Tasks to perform:
• 1. Copy the passage of the PrEP forum article below from "Also known as" up to and including "is HIV positive.".
• 2. Answer these questions using the PrEP forum article below:
(a) Which medication is currently the only one available for PrEP?
(b) What position does Kristofer Fegenbush hold at the Pride Center?
(c) During what hours will the panel on April 30 take place?

A daily pill that can prevent HIV infection? It almost seems to be too good to be true, so that’s why the Pride Center is hosting a forum to discuss pre-exposure prophylaxis.
Also known as PrEP, the method of preventing HIV infection has had the medical and LGBT world talking. Truvada is the only medication out at the moment -- with others in the pipeline -- and taken daily can prevent HIV infection. It can also be used in conjunction with other medications for those who are already infected. As the drug is so new, the center has invited local and national researchers, doctors, and patients who are using the drug for a panel on PrEP on April 30 from 6:30 to 8:30 p.m.
“We wanted to provide a forum for information and education and dialogue and understanding,” said Kristofer Fegenbush, chief operations officer at the Pride Center.
The drug is being prescribed to sexually active men and women who might be exposed to the virus, whether through casual sex or because their partner is HIV positive.
According to the Broward Department of Health, Truvada prevents the virus from “making copies of itself and turning into an infection that’s spread throughout the body. In this way PrEP medicines can help keep the virus from establishing a permanent infection.”

Records from a data source:
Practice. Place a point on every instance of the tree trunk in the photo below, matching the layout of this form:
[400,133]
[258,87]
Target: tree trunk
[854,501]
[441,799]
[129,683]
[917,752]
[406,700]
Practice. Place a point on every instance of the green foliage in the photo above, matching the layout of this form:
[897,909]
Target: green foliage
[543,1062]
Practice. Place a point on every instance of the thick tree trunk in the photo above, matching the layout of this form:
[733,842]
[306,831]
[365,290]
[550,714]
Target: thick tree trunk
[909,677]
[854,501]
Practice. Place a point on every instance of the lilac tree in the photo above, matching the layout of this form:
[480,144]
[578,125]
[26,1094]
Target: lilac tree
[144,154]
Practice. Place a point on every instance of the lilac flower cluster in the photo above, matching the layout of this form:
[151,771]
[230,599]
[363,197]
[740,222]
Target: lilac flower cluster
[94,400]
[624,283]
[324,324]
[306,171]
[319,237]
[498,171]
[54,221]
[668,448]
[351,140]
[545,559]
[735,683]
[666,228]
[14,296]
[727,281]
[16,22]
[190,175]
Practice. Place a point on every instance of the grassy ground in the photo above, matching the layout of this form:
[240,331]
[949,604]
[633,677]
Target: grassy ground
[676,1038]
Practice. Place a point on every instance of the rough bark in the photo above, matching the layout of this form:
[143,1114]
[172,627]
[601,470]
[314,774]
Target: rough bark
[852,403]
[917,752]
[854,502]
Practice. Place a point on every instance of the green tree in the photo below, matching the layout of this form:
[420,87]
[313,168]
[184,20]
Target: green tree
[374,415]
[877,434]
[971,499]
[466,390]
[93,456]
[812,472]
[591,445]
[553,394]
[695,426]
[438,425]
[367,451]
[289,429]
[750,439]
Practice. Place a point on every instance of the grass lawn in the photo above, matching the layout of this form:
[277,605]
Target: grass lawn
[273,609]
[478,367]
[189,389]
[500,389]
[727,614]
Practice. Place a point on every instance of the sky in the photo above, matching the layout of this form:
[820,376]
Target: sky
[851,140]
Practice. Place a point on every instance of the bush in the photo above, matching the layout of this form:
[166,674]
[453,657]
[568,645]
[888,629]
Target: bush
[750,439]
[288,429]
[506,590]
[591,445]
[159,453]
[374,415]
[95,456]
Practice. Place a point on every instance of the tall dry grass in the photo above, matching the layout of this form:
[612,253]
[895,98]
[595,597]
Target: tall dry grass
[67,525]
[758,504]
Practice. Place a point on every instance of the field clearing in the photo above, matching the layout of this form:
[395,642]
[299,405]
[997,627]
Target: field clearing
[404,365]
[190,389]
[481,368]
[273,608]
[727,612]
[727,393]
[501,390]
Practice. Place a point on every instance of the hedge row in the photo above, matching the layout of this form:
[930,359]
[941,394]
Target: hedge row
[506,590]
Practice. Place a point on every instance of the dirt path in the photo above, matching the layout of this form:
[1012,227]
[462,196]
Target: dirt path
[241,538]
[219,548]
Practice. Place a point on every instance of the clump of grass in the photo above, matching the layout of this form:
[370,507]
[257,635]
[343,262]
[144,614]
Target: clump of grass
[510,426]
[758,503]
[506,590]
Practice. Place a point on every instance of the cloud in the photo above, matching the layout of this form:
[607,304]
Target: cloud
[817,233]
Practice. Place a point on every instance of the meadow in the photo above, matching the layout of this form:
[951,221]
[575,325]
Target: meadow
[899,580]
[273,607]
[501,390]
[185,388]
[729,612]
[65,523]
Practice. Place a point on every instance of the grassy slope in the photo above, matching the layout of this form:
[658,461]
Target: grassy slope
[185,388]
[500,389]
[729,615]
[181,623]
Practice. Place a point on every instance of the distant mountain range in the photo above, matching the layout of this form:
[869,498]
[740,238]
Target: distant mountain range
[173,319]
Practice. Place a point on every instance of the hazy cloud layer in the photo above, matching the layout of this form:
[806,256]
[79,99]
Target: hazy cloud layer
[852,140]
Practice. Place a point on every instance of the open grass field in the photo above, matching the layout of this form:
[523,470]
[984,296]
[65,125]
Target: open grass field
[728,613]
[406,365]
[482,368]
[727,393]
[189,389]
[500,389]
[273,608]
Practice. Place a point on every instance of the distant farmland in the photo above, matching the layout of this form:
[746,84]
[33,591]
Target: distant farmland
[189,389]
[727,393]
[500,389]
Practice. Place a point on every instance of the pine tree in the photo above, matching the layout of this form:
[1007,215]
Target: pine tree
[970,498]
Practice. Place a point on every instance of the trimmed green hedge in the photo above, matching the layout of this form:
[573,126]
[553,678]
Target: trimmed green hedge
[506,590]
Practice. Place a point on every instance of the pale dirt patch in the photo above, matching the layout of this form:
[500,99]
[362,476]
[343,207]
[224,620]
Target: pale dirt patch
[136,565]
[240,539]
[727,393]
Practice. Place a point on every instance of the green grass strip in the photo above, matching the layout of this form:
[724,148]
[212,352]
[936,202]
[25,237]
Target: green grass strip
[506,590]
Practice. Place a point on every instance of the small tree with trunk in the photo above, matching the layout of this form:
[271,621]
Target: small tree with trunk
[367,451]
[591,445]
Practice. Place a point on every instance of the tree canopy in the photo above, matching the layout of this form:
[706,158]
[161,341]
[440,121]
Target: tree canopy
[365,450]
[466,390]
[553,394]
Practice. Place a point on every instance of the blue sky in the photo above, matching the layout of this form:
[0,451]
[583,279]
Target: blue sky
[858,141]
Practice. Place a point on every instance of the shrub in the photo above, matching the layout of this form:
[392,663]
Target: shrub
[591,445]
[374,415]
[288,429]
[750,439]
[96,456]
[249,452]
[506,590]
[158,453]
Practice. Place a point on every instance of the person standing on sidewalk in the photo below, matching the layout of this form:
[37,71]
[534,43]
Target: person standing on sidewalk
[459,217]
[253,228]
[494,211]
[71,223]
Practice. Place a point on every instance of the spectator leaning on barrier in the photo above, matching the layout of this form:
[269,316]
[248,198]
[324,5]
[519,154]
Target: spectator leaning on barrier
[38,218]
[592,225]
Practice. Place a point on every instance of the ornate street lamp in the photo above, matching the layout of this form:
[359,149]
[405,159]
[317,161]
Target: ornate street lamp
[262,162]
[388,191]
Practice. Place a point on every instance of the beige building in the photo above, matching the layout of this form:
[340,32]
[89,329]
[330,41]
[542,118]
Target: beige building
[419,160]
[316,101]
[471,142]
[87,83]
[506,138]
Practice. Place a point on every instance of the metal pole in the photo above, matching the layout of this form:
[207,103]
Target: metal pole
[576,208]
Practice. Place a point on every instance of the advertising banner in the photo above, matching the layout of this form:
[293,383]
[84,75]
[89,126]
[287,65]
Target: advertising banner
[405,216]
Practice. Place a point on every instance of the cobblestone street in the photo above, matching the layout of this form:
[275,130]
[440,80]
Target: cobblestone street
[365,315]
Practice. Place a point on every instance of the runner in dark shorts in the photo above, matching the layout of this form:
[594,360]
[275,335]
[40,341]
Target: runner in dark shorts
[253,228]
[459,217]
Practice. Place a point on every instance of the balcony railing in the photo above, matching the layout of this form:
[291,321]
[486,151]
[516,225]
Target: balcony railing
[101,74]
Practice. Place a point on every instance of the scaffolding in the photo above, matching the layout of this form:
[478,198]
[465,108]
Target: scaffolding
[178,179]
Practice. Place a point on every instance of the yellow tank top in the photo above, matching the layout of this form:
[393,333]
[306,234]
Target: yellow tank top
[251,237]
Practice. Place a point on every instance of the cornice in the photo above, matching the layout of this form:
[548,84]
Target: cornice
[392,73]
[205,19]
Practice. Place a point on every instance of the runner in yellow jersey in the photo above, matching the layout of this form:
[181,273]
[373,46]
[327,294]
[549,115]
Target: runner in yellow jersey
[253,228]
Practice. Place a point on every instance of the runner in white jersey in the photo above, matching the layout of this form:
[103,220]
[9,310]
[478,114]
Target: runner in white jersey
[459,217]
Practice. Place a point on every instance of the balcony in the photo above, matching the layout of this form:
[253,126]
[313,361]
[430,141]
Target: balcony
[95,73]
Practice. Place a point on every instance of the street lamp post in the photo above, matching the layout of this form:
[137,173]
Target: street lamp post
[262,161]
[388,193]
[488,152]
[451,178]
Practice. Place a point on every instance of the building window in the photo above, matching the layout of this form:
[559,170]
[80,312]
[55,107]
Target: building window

Responses by item number:
• 1.
Also known as PrEP, the method of preventing HIV infection has had the medical and LGBT world talking. Truvada is the only medication out at the moment -- with others in the pipeline -- and taken daily can prevent HIV infection. It can also be used in conjunction with other medications for those who are already infected. As the drug is so new, the center has invited local and national researchers, doctors, and patients who are using the drug for a panel on PrEP on April 30 from 6:30 to 8:30 p.m.
“We wanted to provide a forum for information and education and dialogue and understanding,” said Kristofer Fegenbush, chief operations officer at the Pride Center.
The drug is being prescribed to sexually active men and women who might be exposed to the virus, whether through casual sex or because their partner is HIV positive.

• 2.
(a) Truvada
(b) Chief operations officer
(c) From 6:30 to 8:30 p.m.